Extrait du document ::
--*--

En réaction au jugement, Bank of America a déclaré chichement que « [son] travail dans ce cas particulier n'[avait] pas été satisfaisant », tout en prenant soin d'ajouter : « Nous pensons que certaines des décisions du tribunal sont sans fondement, et nous prévoyons de faire appel. »

Mais si une banque est condamnée à verser 46 millions de dollars pour une seule affaire, cela soulève une question : le gouvernement fédéral américain n'a-t-il pas tout simplement oublié de s'attaquer aux racines profondes du mal qui ronge toujours les grandes banques américaines ? « Les agences de régulation gouvernementales n'ont pas protégé les Sundquist », écrit le juge Klein. Il en va de même pour des millions de propriétaires qui ont subi un sort semblable mais n'ont pas porté leur cause devant les tribunaux ou n'ont pas trouvé un juge enclin à agir en leur nom.

--*--

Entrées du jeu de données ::
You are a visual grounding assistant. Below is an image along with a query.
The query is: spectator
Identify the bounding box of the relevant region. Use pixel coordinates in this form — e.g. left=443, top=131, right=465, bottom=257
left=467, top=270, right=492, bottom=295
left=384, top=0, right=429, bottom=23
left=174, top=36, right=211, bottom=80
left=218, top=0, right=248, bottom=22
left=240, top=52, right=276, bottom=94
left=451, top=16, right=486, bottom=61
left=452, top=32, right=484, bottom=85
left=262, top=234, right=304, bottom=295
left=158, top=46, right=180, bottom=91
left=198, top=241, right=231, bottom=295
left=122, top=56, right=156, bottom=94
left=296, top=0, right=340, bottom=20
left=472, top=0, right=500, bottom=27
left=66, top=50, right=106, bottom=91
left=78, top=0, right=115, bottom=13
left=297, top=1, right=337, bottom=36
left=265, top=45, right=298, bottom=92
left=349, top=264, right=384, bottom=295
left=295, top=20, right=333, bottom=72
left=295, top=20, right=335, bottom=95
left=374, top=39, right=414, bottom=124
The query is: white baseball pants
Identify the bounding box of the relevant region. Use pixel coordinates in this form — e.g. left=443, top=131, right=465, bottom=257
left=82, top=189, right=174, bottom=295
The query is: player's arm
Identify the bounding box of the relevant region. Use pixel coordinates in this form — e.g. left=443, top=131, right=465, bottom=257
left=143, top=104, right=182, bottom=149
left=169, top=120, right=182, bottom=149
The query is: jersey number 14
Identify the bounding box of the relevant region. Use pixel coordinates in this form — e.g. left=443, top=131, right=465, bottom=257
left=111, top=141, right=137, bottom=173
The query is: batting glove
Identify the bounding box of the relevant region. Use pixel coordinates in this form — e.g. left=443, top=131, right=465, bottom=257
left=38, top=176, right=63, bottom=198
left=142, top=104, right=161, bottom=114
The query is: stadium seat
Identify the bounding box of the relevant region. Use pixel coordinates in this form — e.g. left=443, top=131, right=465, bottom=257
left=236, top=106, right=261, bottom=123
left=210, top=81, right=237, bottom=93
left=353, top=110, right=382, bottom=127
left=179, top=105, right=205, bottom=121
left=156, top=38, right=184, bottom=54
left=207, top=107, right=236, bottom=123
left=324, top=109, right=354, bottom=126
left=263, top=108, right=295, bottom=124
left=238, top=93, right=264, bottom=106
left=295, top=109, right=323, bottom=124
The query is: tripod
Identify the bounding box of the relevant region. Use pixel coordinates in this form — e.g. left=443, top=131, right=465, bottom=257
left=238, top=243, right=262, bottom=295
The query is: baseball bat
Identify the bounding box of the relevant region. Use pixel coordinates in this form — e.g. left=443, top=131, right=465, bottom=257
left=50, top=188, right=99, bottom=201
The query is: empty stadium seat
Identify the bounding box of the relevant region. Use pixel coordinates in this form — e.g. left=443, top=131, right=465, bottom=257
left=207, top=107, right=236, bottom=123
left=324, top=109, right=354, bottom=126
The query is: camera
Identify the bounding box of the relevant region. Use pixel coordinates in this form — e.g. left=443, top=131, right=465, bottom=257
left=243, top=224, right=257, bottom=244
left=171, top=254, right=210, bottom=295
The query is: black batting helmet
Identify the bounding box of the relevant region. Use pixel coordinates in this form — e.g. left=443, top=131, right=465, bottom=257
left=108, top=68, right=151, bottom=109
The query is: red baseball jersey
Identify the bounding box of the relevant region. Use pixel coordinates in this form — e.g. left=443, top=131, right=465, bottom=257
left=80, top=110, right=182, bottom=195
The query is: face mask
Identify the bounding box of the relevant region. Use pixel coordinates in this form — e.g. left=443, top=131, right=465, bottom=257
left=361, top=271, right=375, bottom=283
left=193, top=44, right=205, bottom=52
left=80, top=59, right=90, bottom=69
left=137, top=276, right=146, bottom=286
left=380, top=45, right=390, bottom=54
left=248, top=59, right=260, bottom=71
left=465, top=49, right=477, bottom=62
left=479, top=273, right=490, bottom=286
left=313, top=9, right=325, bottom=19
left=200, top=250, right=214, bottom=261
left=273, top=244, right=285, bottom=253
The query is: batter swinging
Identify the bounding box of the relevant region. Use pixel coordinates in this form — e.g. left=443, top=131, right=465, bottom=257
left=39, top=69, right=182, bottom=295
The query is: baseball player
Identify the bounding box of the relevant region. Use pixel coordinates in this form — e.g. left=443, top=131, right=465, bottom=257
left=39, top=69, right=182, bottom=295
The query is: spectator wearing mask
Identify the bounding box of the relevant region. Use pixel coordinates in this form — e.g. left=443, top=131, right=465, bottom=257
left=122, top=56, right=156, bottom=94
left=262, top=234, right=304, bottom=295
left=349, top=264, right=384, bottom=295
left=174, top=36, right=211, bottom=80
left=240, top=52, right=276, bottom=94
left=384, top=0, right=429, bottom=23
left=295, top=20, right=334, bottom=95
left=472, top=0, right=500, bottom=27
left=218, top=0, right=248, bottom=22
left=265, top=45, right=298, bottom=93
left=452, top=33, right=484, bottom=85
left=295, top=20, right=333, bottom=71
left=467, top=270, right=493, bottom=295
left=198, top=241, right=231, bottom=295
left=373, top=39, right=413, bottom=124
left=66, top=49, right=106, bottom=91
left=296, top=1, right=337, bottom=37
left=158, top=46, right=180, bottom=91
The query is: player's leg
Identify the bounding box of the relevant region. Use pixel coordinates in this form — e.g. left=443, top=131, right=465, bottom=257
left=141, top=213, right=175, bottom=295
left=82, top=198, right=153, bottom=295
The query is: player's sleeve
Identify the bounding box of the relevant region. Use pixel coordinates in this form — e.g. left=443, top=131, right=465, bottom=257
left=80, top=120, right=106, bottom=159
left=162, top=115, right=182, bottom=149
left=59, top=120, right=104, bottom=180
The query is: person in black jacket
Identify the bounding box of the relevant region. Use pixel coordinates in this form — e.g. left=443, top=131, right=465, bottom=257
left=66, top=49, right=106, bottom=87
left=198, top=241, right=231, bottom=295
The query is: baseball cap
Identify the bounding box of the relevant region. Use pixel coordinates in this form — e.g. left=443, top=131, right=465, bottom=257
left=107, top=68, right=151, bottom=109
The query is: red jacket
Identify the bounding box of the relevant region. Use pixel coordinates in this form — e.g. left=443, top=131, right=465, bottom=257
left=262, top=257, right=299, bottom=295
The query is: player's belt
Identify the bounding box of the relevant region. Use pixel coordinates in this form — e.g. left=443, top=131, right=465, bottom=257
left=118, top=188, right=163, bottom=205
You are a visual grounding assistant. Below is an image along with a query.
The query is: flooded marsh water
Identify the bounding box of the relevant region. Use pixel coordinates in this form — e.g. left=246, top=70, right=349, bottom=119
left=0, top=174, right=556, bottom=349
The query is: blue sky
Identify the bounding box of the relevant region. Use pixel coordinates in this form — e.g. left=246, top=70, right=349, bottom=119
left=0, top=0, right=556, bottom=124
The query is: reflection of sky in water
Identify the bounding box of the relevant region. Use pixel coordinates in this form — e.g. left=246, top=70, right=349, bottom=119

--*--

Mise en pratique ::
a: D'après le passage sur le jugement visant Bank of America, que la banque prévoit-elle de faire face aux décisions du tribunal ?
b: Reprenez le passage sur le jugement visant Bank of America en le poursuivant à partir de sa dernière phrase.

Réponses par exercice ::
a: Elle prévoit de faire appel.

b:
En réaction à la crise des saisies immobilières, l'administration Obama avait laissé les banques s'en tirer à bon compte en échange d'accords peu stricts. Elle avait vanté ses actions à répétition alors que des analyses indépendantes ont fini par révéler que le montant des amendes annoncées avait été scandaleusement gonflé. De plus, le juge Klein évoque directement la responsabilité des plus hauts cadres de la banque, ce qui sous-entend clairement que le ménage n'a pas été fait en haut lieu.

« Ce n'est pas simplement une accusation directe contre une grosse banque, c'est une mise en garde à l'encontre de toutes les conduites illégales de certaines institutions, encore libres de leurs mouvements à cause de la faiblesse des pouvoirs publics », conclut Eric Mains, un ancien régulateur du système bancaire, qui a quitté l'administration pour se consacrer à la défense de propriétaires harcelés.